# Start of TEXT SHOWN
Post # 16
My SO and I picked out a ring designer and then designed the ring together. I haven’t seen the final product yet, though!
I’d recommend at the very least, going to try some rings on with a girlfriend or by yourself, just to see what styles you really like, and communicating that to your SO in some way. I thought I liked marquis, and it turns out I don’t!
It can still be an absolute surprise – you won’t know what he picks or when, but giving him information isn’t a bad thing.
Post # 17
- Wedding: April 2017 - Hogarths, Solihull
He asked what I liked, I told him.
We looked at some rings online and I showed him which ones I liked (solitaire, diamonds in the band, white gold or platinum)
He decided to go and have a mooch at rings in a store when we were in town one weekend. I went to look at clothes and *thought* he went to the music store. He actually went to the jewellers, saw a ring he liked and ordered it.
Meanwhile I’m wondering around HMV wondering why I can’t find him lmao
It’s not a ring I would have chosen, I don’t think, but I absolutely love it. I still admire it daily!
Post # 18
We went to the store several times and tried on rings. On the day my ring was picked I picked out several rings I liked and he made the decision between them on which one was the one.
Post # 19
I hinted that I wanted something simple with a thin band (complimenting other women on their rings that are similar to what I wanted). My proposal and ring was a complete surprise. My Fiance picked something perfect (all on his own!)
Post # 20
Yay congratulations! I would also definitely recommend looking at rings on your finger, as for me it completely changed the type of ring I wanted. My Fiance had no idea about jewelry or picking it out for me, so I thought it was simplest for us to just go to a store and choose some that I liked, and then he took it from there!
# End of TEXT SHOWN
TASKS AND EXERCISES -
1. Answer these from the engagement ring posts:
(a) Which ring style did the writer of Post # 16 discover she does not like?
(b) Where is the wedding listed in Post # 17 taking place?
(c) What kind of ring did the writer of Post # 19 hint that she wanted?
2. Reproduce the engagement ring posts word for word from "We looked at" to "admire it daily!".
3. Carry on the engagement ring posts from where they stop.
# Start of ENTRIES SHOWN
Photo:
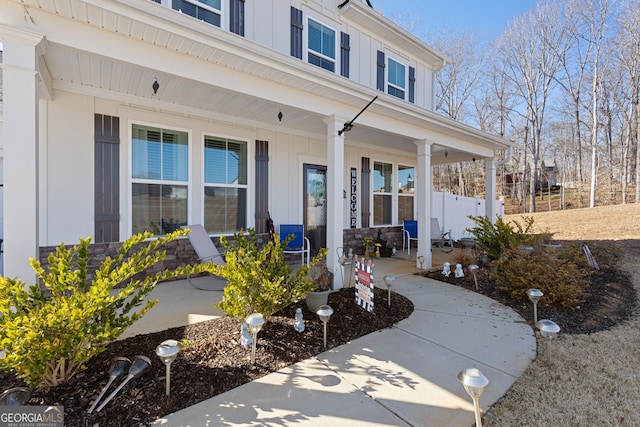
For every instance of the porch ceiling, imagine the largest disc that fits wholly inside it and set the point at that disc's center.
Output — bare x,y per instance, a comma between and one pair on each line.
96,64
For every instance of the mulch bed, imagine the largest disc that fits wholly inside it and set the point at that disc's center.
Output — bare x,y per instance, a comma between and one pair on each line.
612,299
212,362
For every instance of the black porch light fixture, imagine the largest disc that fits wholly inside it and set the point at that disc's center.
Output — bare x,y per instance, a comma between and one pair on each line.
349,125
# End of ENTRIES SHOWN
EXPECTED RESULTS -
1.
(a) Marquis.
(b) Hogarths, Solihull.
(c) Something simple with a thin band.

2.
We looked at some rings online and I showed him which ones I liked (solitaire, diamonds in the band, white gold or platinum)
He decided to go and have a mooch at rings in a store when we were in town one weekend. I went to look at clothes and *thought* he went to the music store. He actually went to the jewellers, saw a ring he liked and ordered it.
Meanwhile I’m wondering around HMV wondering why I can’t find him lmao
It’s not a ring I would have chosen, I don’t think, but I absolutely love it. I still admire it daily!

3.
Post # 21
After we had a few discussions about future plans, he asked me to start researching rings I liked. I looked at a million pictures on Pinterest, jewelry store websites, Pricescope, and here and found that I was always drawn to the same style, a classic solitaire. I waffled a bit on whether to go with a plain band or pave band and eventually decided to go with a plain band. I can always get a blingy wedding band (or two) later for extra sparkle. I also did a ton of research on diamonds and we eventually went with James Allen and got the sparkliest diamond I have ever seen! We got the ring about a month ago (I got to try it on and we got it resized) and he is planning a “surprise” proposal which will happen sometime soon. I think it is the best of both worlds for us…I know it is coming (I’m not a huge fan of surprises, especially where major life decisions are concerned), I got to pick the ring I wanted, and he gets to plan the actual proposal and make it special.
Post # 22
We went out to a few shops and I tried numerous on. At the end of the day, he had a good idea of what I liked. It was good for both of us. I thought I liked pave. Turns out I didn’t! And I would have probably asked for that if I hadn’t agreed to shop.
Post # 23
He should at least know what you like even if he is going to pick out the ring completely by himself. You should send him pics or give him ideas. My husband and I never went into a jewelry store together to look at and try on rings before we got engaged, but he knew what I liked. I loved the ring he got me because it suited both of our tastes.
Post # 24
I tried on rings at Tiffany’s with my friend to see what I liked. Then I went to our jeweler and we fine tuned the setting. He wrote it all down and then my boyfriend went in later to pick the center diamond. I knew it would be exactly what I wanted, but the size of the diamond was a surprise to me. I also didn’t know when it would be ready so the timing was a surprise as well, I just knew it was coming. Also, our jeweler doesn’t keep a lot of jewelry in store for security reasons so I never got to see a ring that had the exact setting I wanted, so when I saw the ring for the first time, it was a complete surprise to see it all put together.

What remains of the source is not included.